Please find every line in the items below that contains the word "suit" and copy each of those lines.

* [Dataset records]
--- Begin ---
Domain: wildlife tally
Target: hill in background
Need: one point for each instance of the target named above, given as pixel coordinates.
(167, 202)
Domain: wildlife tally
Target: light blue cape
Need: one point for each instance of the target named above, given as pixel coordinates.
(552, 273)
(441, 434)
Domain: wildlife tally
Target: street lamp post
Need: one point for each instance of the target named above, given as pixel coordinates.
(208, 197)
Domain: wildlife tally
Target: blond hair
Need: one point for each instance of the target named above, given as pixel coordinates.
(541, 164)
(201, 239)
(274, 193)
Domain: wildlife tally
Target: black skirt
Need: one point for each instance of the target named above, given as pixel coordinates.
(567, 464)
--- End ---
--- Begin ---
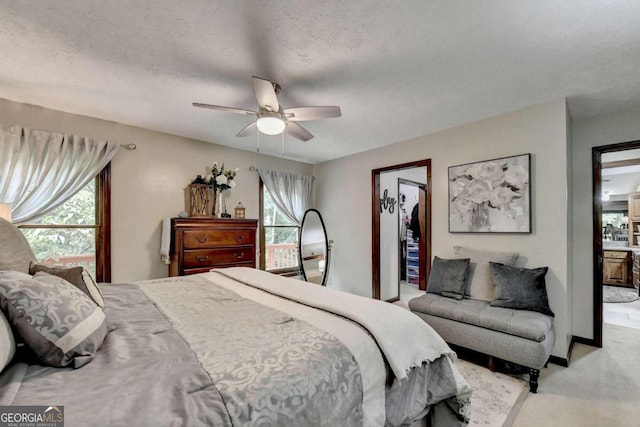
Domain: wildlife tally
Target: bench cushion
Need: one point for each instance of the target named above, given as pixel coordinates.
--- End ---
--- Begin ---
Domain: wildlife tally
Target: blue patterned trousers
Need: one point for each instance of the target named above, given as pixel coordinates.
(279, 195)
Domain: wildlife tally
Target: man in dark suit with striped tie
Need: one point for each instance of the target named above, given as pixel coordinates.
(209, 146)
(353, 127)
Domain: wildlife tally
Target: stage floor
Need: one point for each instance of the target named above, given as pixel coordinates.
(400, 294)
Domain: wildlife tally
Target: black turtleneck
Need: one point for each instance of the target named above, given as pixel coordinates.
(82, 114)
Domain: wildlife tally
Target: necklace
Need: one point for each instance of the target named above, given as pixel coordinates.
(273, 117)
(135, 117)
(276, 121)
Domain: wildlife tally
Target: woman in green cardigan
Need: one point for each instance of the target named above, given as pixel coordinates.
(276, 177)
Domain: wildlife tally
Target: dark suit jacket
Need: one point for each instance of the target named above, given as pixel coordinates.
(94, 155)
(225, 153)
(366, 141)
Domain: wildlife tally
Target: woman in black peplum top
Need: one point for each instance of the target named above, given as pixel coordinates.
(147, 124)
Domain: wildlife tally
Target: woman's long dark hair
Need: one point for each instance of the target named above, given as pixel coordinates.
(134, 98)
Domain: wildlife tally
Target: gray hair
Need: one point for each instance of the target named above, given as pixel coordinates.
--- End ---
* [Response below]
Target: man in dark suit with striped tie
Target: dark suit jacket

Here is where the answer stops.